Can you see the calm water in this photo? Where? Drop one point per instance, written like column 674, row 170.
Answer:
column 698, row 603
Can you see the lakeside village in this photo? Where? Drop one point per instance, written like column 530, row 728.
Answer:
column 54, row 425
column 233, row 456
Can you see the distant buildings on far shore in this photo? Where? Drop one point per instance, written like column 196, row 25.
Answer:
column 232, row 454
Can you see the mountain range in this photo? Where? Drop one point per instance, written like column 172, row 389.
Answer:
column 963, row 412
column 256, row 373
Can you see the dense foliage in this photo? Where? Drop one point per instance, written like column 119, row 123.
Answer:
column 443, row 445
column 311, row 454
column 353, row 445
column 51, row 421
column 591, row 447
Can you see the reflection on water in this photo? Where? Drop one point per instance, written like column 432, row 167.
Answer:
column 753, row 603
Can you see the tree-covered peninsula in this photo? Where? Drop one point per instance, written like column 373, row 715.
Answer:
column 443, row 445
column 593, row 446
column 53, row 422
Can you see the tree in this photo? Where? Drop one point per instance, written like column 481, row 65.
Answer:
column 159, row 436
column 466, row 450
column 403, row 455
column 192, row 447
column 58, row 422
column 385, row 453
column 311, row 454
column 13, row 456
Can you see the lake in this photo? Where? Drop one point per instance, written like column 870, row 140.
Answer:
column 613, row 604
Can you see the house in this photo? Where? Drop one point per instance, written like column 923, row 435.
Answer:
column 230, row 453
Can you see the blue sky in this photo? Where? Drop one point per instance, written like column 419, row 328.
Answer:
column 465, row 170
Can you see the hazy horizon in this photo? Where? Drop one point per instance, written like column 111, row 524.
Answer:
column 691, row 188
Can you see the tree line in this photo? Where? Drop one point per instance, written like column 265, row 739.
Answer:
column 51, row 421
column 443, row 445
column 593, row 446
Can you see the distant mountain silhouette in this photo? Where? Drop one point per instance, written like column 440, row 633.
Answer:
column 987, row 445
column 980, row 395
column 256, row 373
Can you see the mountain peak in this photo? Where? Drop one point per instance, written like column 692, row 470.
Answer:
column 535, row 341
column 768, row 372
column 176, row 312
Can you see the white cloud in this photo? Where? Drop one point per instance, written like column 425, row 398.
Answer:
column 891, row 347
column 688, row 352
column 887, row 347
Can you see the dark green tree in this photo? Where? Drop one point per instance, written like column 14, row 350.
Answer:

====

Copy out all of the material above, swapping each "Drop" for "Place" and leaving everything else unchanged.

Can you see the calm water in this photo? Where? Place one point per instance, written like column 674, row 170.
Answer:
column 698, row 603
Can you see the lakeside village in this photo? Where? Place one point per instance, written like column 530, row 728.
Answer:
column 54, row 425
column 233, row 456
Can you see the distant buildings on far shore in this photo? Where? Place one point per instance, written like column 196, row 25.
Answer:
column 232, row 454
Can you see the mountain range in this photo? Where? Place one point per instance, written like column 172, row 389.
Answer:
column 963, row 412
column 256, row 373
Can you see the dense foliage in this photo? Where? Place one point per instance, written like column 119, row 123.
Answer:
column 443, row 445
column 311, row 454
column 353, row 445
column 51, row 421
column 591, row 447
Can you see the reflection on water in this photo? Where? Place one point per instance, written like column 432, row 167.
Answer:
column 753, row 603
Can you see the tree-covered peninsula in this photo? Where? Place one point per instance, written like column 373, row 715.
Answer:
column 443, row 445
column 593, row 446
column 53, row 422
Can you see the tree in this photo? Where? Place one point per instance, written like column 481, row 65.
Answer:
column 159, row 436
column 466, row 450
column 403, row 455
column 192, row 447
column 58, row 422
column 385, row 453
column 311, row 454
column 13, row 456
Can you see the lake in this photo? Where? Place one point per instance, written like column 870, row 140.
Answer:
column 613, row 604
Can you see the house in this photo? Where? Place one point per instance, written like column 923, row 435.
Answer:
column 230, row 453
Can you see the blue sky in this photo? Where? Place one point per instance, written like column 419, row 328.
Answer:
column 465, row 170
Can you see the hazy horizon in this photo? Where? Place one point per instance, written like column 111, row 524.
Answer:
column 691, row 188
Can you see the tree line in this photo? Where? Place one point per instance, written like column 265, row 739.
Answer:
column 51, row 421
column 443, row 445
column 593, row 446
Can you see the distant mountain silhouette in this photo? Where? Place one point per instance, written like column 440, row 633.
Answer:
column 987, row 445
column 980, row 395
column 256, row 373
Can you see the mountain peak in this photo? Where? Place one point per instance, written like column 692, row 470.
Answer:
column 535, row 341
column 768, row 372
column 176, row 312
Can you see the white cloud in this photo? Where? Place one point per instance, written like column 425, row 398.
Answer:
column 891, row 347
column 688, row 352
column 887, row 347
Can you see the dark green tree in this photo? Where? Place one point per instance, written like column 14, row 350.
Answer:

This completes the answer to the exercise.